*** RECORDS TO PROCESS ***
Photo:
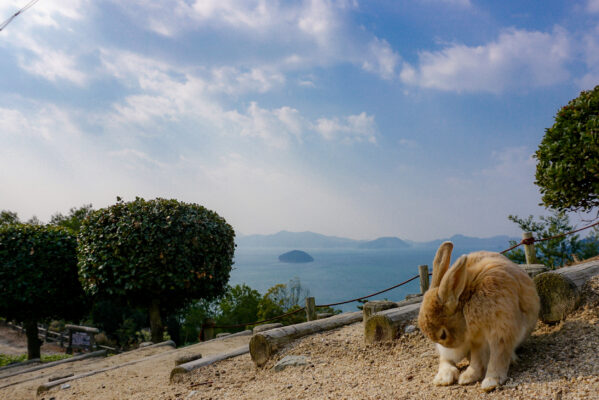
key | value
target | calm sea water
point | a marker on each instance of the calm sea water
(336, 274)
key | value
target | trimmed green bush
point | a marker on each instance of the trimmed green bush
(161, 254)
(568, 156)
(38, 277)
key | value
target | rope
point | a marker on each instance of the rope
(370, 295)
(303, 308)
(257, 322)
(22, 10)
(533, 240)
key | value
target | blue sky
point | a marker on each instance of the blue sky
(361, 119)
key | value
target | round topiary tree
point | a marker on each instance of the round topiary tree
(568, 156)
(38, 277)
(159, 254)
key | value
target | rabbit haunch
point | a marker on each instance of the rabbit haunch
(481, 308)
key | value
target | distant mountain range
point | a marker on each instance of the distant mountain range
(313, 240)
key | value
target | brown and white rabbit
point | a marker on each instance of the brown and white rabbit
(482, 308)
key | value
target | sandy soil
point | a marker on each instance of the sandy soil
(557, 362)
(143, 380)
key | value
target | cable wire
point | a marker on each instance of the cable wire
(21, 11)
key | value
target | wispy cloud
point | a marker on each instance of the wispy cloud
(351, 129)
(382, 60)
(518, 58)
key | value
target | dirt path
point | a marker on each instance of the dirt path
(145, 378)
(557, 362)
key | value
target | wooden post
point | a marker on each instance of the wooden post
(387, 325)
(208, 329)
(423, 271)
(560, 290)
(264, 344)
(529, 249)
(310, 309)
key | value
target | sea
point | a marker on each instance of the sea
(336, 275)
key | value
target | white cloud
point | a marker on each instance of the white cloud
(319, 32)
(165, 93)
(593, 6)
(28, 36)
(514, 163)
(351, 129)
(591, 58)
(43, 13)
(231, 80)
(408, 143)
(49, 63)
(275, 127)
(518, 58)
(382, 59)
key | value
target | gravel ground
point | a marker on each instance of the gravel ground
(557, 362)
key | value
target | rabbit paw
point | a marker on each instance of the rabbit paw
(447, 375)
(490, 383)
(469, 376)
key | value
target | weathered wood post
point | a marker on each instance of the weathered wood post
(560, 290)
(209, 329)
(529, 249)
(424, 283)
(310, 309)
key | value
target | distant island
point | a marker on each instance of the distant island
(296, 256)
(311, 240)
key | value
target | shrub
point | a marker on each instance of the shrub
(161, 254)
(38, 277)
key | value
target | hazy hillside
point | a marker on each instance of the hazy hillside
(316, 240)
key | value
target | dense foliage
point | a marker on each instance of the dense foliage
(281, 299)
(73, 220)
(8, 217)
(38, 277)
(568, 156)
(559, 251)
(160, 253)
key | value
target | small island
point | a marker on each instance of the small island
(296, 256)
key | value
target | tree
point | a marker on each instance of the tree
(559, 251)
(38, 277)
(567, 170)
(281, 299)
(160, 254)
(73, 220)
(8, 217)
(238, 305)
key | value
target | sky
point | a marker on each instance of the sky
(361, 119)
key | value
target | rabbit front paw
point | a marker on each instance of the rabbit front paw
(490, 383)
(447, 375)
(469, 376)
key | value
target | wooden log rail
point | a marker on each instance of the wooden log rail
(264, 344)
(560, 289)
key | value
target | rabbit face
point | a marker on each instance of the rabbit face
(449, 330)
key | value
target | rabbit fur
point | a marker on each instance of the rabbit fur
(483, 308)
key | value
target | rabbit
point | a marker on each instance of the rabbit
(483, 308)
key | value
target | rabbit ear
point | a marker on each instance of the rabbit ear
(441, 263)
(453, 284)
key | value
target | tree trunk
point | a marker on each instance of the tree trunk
*** End of RECORDS TO PROCESS ***
Your reply should consist solely of the lines above, from the opening line through the line with "target | rabbit haunch", reproduced exactly and without pictures.

• _EXERCISE RESPONSE_:
Photo:
key | value
target | calm sea water
point | a marker on each instance of the calm sea water
(336, 274)
key | value
target | trimmed green bush
point | a marker on each instance of the trimmed green bush
(161, 254)
(568, 156)
(38, 277)
key | value
target | rope
point | a marker on each instance of the rope
(370, 295)
(303, 308)
(257, 322)
(22, 10)
(533, 240)
key | value
target | blue sky
point | a marker on each instance of the blue sky
(361, 119)
key | value
target | round topiary tree
point | a marker on each instance of the round topiary tree
(568, 156)
(38, 277)
(159, 254)
key | value
target | rabbit haunch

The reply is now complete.